#### EXCERPTED RECORDS

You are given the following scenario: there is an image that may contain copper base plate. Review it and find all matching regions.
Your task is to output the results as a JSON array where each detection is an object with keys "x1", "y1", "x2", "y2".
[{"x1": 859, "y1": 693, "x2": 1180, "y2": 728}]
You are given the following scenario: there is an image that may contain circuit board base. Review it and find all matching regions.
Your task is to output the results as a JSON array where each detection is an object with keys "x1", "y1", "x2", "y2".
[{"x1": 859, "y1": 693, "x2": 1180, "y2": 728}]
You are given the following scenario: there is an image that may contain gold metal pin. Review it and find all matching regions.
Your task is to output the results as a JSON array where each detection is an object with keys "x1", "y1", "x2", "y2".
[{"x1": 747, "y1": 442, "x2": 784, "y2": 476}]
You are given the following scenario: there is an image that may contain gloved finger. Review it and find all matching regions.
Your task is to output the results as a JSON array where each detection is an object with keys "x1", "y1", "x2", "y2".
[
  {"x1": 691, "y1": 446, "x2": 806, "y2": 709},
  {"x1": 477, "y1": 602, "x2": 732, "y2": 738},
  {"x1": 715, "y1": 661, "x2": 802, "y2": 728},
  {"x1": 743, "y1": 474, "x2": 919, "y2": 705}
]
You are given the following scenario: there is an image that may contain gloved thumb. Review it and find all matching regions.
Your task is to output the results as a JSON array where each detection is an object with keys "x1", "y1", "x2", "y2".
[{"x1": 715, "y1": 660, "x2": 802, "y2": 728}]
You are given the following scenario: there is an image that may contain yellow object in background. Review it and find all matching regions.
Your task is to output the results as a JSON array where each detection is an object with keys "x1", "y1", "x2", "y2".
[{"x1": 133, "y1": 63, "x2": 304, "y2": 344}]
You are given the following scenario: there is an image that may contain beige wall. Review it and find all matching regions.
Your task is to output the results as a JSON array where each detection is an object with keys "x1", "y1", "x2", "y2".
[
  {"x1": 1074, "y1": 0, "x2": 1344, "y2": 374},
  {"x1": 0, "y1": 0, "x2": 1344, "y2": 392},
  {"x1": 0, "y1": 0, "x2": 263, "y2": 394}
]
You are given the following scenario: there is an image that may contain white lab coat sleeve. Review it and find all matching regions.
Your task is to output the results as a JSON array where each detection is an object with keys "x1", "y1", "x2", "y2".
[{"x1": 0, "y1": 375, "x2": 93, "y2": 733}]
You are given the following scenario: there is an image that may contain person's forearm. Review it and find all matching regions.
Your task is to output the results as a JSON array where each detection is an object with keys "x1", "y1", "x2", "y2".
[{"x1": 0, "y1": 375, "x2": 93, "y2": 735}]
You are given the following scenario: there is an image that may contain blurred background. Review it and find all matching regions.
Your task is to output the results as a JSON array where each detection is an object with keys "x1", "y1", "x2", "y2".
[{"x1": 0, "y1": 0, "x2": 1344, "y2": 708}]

########

:: PROBLEM TO WORK ON ::
Locate each line above containing the string "that", treating uppercase and lowercase as distinct, and copy every such line in full.

:: FULL RESPONSE ::
You are given the following scenario: there is an image that may contain copper base plate. Review it and find all matching regions.
You are given the following scenario: there is an image that may contain circuit board base. Review it and find all matching regions.
You are given the following scenario: there is an image that may contain gold metal pin. Review it and find all matching regions.
You are given the following scenario: there is an image that may contain gloved finger. Review it and find all matching regions.
You are given the following scenario: there is an image that may contain gloved thumb. Review it and find all matching regions.
You are given the following scenario: there is an image that may contain yellow object in background. Review it and find all matching regions.
You are given the following scenario: there is an image that may contain beige wall. Review it and find all matching regions.
You are given the following scenario: there is an image that may contain white lab coat sleeve. Review it and find all matching regions.
You are given the following scenario: there is an image that may contain person's forearm. Review it and find all matching regions.
You are given the following scenario: there is an image that may contain blurred background. Review it and find all matching regions.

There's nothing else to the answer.